Gib sämtliche folgenden Einträge Zeile für Zeile unverändert zurück, jedoch ohne die Bilder.

Zeilen aus einem Zeige-Datensatz
┌──

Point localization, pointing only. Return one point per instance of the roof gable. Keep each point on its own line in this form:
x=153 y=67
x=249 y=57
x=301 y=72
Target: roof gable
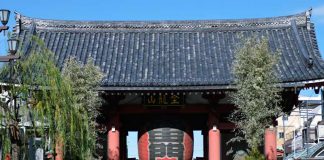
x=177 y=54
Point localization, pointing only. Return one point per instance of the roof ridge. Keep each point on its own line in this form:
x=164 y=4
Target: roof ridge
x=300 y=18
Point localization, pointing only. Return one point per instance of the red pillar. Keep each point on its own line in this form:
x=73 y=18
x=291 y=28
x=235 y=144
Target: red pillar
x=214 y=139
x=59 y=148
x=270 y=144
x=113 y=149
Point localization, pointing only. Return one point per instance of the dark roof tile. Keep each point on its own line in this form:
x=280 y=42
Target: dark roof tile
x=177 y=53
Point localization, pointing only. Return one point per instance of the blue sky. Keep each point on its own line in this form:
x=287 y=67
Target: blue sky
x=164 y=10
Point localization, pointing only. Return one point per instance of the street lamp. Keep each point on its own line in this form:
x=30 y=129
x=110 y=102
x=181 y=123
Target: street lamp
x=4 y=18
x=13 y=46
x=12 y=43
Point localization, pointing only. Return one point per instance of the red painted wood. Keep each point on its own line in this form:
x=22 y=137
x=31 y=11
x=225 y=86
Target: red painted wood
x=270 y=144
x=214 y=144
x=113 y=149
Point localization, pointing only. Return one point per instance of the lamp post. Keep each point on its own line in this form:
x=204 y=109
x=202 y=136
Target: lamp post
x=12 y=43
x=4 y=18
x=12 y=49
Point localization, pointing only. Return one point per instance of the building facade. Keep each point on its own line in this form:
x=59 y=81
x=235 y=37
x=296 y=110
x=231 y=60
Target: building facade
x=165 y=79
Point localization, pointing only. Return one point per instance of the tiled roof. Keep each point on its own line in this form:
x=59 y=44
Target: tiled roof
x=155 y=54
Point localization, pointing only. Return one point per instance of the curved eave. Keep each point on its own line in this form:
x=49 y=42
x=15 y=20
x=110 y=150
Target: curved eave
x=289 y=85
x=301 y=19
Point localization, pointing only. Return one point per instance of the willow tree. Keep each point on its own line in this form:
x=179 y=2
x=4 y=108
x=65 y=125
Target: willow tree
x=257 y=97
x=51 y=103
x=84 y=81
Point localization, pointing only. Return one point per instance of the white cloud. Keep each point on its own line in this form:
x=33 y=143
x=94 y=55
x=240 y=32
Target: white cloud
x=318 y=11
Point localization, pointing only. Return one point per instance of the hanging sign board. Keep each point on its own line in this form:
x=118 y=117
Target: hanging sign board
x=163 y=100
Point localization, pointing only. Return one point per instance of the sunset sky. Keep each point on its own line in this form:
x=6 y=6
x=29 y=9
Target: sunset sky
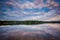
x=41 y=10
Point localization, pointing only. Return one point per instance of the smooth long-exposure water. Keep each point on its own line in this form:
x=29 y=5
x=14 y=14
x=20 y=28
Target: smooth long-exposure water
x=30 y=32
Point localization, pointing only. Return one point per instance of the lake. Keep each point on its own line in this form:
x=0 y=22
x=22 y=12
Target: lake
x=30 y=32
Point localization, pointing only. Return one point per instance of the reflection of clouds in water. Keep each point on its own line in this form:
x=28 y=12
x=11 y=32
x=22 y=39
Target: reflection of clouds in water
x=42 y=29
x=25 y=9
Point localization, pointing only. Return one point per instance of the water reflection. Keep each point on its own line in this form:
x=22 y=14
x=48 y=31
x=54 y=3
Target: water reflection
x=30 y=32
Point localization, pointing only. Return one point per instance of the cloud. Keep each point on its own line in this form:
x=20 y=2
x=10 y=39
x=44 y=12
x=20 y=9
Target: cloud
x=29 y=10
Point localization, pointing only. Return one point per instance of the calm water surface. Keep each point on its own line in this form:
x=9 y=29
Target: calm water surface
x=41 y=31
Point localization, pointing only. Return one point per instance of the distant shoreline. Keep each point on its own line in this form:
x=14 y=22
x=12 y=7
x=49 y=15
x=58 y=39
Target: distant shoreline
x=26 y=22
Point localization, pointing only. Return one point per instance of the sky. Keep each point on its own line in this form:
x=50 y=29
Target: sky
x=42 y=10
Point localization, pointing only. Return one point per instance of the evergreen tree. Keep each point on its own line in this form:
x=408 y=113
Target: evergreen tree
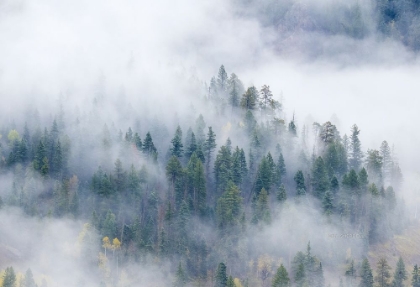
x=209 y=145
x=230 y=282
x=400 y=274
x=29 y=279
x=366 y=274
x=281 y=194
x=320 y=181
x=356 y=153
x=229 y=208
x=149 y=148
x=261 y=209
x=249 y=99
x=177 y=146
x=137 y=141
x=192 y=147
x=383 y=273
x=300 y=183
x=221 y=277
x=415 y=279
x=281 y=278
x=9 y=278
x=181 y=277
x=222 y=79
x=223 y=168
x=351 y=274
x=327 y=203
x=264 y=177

└──

__ERWARTETE AUSGABE__:
Point localization, pointing only. Return one point per instance of the roof gable. Keep each point on its own line in this form:
x=153 y=67
x=249 y=57
x=301 y=72
Target: roof gable
x=177 y=54
Point localization, pointing only. Return one point per instance of the roof ridge. Keep each point on its own line in this form:
x=164 y=4
Target: roof ridge
x=300 y=18
Point localization, pointing only. Return one point per instance of the red pillar. Keep each point on its own line in this form:
x=73 y=18
x=291 y=28
x=235 y=144
Target: red pillar
x=214 y=139
x=59 y=148
x=270 y=144
x=113 y=149
Point localization, pointing only. Return one point per instance of the dark roof tile. Keep each point on its own line in this form:
x=280 y=42
Target: dark roof tile
x=177 y=53
Point localization, pointing only. Return one point per instance of the blue sky. Keep each point on its own line in this form:
x=287 y=67
Target: blue sky
x=164 y=10
Point localization, pointing only. Return one point per instance of the street lamp. Keep each point on its own line in this form:
x=30 y=129
x=110 y=102
x=181 y=123
Target: street lamp
x=4 y=18
x=13 y=46
x=12 y=43
Point localization, pointing only. Return one point per instance of the red painted wood. Keep each point on its own line in this form:
x=22 y=137
x=31 y=11
x=225 y=86
Target: red painted wood
x=270 y=144
x=214 y=144
x=113 y=149
Point localization, pointing only. Return one point per instance of the lamp post. Keep each point on its own line in this form:
x=204 y=109
x=202 y=136
Target: lamp post
x=12 y=43
x=4 y=18
x=12 y=49
Point localization, pointing only. Return one point per instance of the building facade. Keep each point on its own line in this form:
x=59 y=81
x=235 y=37
x=296 y=110
x=231 y=60
Target: building facade
x=165 y=79
Point localization, pointing only. Return one point per instance of the tiled roof. Keep each point on its own line in this form:
x=59 y=44
Target: tiled roof
x=155 y=54
Point localization, pointing only. Return one point per instance of the curved eave. Keep each point on its own line in this form:
x=49 y=42
x=15 y=20
x=110 y=150
Target: curved eave
x=289 y=85
x=301 y=19
Point localization, pointing only. Return one point per instance of the willow tree. Keep each point on its own line in this form:
x=179 y=2
x=4 y=108
x=65 y=125
Target: willow tree
x=257 y=97
x=51 y=103
x=84 y=81
Point localization, pointing only. Return one point per instance of the white cloud. Keep each point on its own line in this form:
x=33 y=143
x=94 y=55
x=240 y=32
Target: white cloud
x=318 y=11
Point localization, pointing only. Return one point per instance of the hanging sign board. Keep each point on its own line in this form:
x=118 y=117
Target: hanging sign board
x=163 y=100
Point localization, pointing only. Return one point per instance of the sunset sky. Keep each point on its own line in this form:
x=6 y=6
x=29 y=9
Target: sunset sky
x=41 y=10
Point localization, pointing only. Return one point per instance of the smooth long-exposure water. Keep each point on its own line in this form:
x=29 y=5
x=14 y=14
x=20 y=28
Target: smooth long-exposure water
x=30 y=32
Point localization, pointing only. Return one point per instance of the lake. Keep each point on its own line in this form:
x=0 y=22
x=22 y=12
Target: lake
x=30 y=32
Point localization, pointing only. Return one point per instance of the reflection of clouds in water. Keep each point on its own line in this form:
x=28 y=12
x=11 y=32
x=22 y=39
Target: reflection of clouds in water
x=42 y=29
x=25 y=9
Point localization, pointing only. Return one point per instance of the water reflection. Keep each point on its own line in this form:
x=22 y=14
x=48 y=31
x=54 y=3
Target: water reflection
x=30 y=32
Point localization, pointing only. Return one point per instance of the cloud. Keep each point on its own line in this form:
x=20 y=2
x=10 y=39
x=44 y=12
x=20 y=9
Target: cloud
x=29 y=10
Point localization, pointing only. Return one point per instance of the calm water surface. Keep each point on its own line in this form:
x=9 y=29
Target: calm water surface
x=41 y=31
Point localization, pointing only. Return one point per instance of the distant shoreline. Keep each point on its own line in this form:
x=14 y=22
x=12 y=7
x=49 y=15
x=58 y=39
Target: distant shoreline
x=26 y=22
Point localization, pointing only. Return one point per instance of the sky. Keep each point on its own line in this form:
x=50 y=29
Target: sky
x=42 y=10
Point localization, pointing only. Return one point per instance of the evergreen tree. Keep each point on its own line in this form:
x=408 y=113
Target: evergreen tree
x=209 y=145
x=230 y=282
x=400 y=274
x=29 y=279
x=366 y=274
x=281 y=194
x=320 y=181
x=356 y=153
x=229 y=208
x=149 y=148
x=261 y=209
x=249 y=99
x=177 y=146
x=137 y=141
x=192 y=147
x=383 y=273
x=300 y=183
x=221 y=277
x=415 y=279
x=281 y=278
x=9 y=278
x=181 y=277
x=222 y=79
x=223 y=168
x=351 y=274
x=327 y=203
x=264 y=177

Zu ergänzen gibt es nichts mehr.